Gold Investment Plan allows investor to accumulate money to aim to buy gold for specific purpose. The investor shall invest on a monthly basis in the Scheme over his desired investment horizon. Units of Nippon India Gold Savings Fund will be allotted based on the investment made on a monthly basis at the applicable NAV.
Nippon India Gold Savings Fund is a Fund of Fund which invests in Nippon India ETF Gold BeES, which in turn invests in physical gold.
The investor will be required to provide One Time Bank Mandate (OTBM) for enabling debits of variable amounts from his bank account for investing in Nippon India Gold Savings Fund.
The amount of investment at predefined basis (monthly) would vary subject to the prevailing gold price on NCDEX.
The investor would receive an Alert message in advance of the approximate amount that shall be debited from the account on monthly basis. Investor has the option to opt for same or vary.
It may be noted that the spot price of Gold on NCDEX is exclusive of GST which investor will have to pay when he buys physical gold.
Investor can redeem from Nippon India Gold Savings Fund at applicable NAV subject to exit load, if any.
Who can Invest?
The units of the scheme are being offered to the public for subscription.
The following persons (subject, wherever relevant, to purchase of units being permitted under their respective constitutions and relevant State Regulations) are eligible to subscribe to the units:
(1) Resident Adult Individuals , either single or jointly (not exceeding three).
(2) Parents / Lawful guardians on behalf of Minors
Please note that this is an indicative list. RNAM reserves the right to include / exclude new / existing categories of investors to invest in this Scheme from time to time, subject to SEBI Regulations, if any.
Where the funds will be invested?
The funds will be invested in Nippon India Gold Savings Fund (an open ended Fund of Fund Scheme) which in turn invests in Nippon India ETF Gold BeES. Nippon India ETF Gold BeES is a Gold Exchange Traded Fund (ETF) which invests in physical Gold of 99.5% purity.
Is there any lock-in period?
No, there is no lock-in period. However, if the investment is redeemed or switched out on or before completion of 1 year from the date of allotment of units, 2% exit load will be applicable.
Are there any load/charges/expenses?
The investors in the Nippon India Gold Saving Fund (NGFS) will be charged a maximum of 1.50% of the daily net assets including the expenses charged in its underlying investments in Nippon India ETF Gold BeES and additional expenses as allowed by sub regulation 6A of regulation 52 of SEBI Mutual Fund Regulations, 1996.
Entry Load - Nill
In according with the requirmnts specified by the SEBI circul no. SEBI/IMD/CIR No.4/168230/09 dated June 30,2009 no entry load will be charged for the Fund with effect from August 01,2009.Similary,no entry load will be charged with respect to application for registration under systematic investment plans/Systematic transfer plans accepted by the Fund with effect from August 01,2009.
Exit Load: 2%- If redeemed or switched out on or before completion of 1 year from the date of allotment of units;
Nil - If redeemed or switched out after the completion of 1 year from the date of allotment of units. Illustration:
|Time for which units held||1000 Units Redeemed||Applicable NAV*||Exit Load Applicable||Value||Redemption Amount|
|All units held for more than 1 years from the date of allotment||1000||10||0%||10000||1000|
|All units held for less than 1 years from the date of allotment||1000||10||2%||9800||9800|
|800 units more than 1 year + from the date of allotment||800||10||0%||8000||9960|
|200 units less than 1 years from the date of allotment||200||10||2%||1960|
For latest expense ratio and Exit load please refer
This calculation is for illustration purpose only
How to Invest?

-=-=-

» Goals:
**1)** Do the following statements agree with the gold plan text? For each, answer yes or no and quote the deciding words. (a) The investment carries a lock-in period. (b) Nippon India ETF Gold BeES invests in physical gold of 99.5% purity. (c) The investor must provide a One Time Bank Mandate.
**2)** Please transcribe a passage of the gold plan text, beginning at "Investor can redeem" and stopping after "will be invested?".

[Excerpt from a dataset]

-=-=-

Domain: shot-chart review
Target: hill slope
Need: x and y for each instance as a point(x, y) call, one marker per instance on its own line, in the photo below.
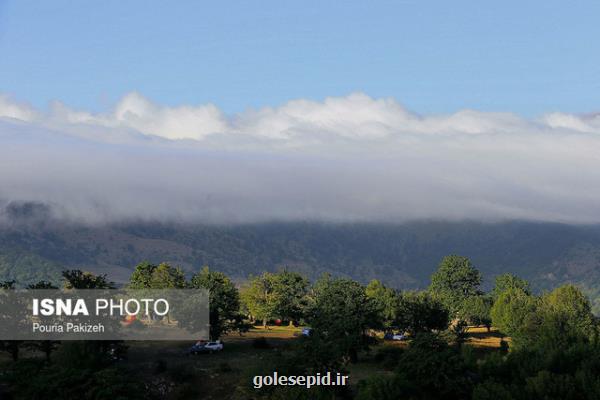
point(401, 255)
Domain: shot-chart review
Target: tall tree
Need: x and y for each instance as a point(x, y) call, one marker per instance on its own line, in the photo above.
point(340, 316)
point(164, 276)
point(290, 290)
point(45, 346)
point(419, 312)
point(455, 280)
point(513, 312)
point(476, 311)
point(224, 301)
point(141, 278)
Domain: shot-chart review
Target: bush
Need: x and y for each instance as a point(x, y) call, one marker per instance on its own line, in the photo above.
point(261, 343)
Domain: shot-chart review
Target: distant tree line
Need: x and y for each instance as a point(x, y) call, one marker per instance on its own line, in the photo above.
point(549, 350)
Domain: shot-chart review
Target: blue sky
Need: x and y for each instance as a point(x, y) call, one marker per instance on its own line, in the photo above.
point(434, 57)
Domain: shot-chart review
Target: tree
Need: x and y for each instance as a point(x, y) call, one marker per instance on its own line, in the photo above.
point(509, 281)
point(476, 311)
point(12, 347)
point(385, 301)
point(512, 313)
point(141, 278)
point(454, 281)
point(418, 312)
point(569, 301)
point(224, 301)
point(341, 314)
point(290, 289)
point(164, 276)
point(77, 279)
point(260, 297)
point(45, 346)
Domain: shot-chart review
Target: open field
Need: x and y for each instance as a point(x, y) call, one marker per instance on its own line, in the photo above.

-=-=-

» Worked solutions:
**1)**
(a) No: "No, there is no lock-in period."
(b) Yes: "Nippon India ETF Gold BeES is a Gold Exchange Traded Fund (ETF) which invests in physical Gold of 99.5% purity."
(c) Yes: "The investor will be required to provide One Time Bank Mandate (OTBM)"

**2)**
Investor can redeem from Nippon India Gold Savings Fund at applicable NAV subject to exit load, if any.
Who can Invest?
The units of the scheme are being offered to the public for subscription.
The following persons (subject, wherever relevant, to purchase of units being permitted under their respective constitutions and relevant State Regulations) are eligible to subscribe to the units:
(1) Resident Adult Individuals , either single or jointly (not exceeding three).
(2) Parents / Lawful guardians on behalf of Minors
Please note that this is an indicative list. RNAM reserves the right to include / exclude new / existing categories of investors to invest in this Scheme from time to time, subject to SEBI Regulations, if any.
Where the funds will be invested?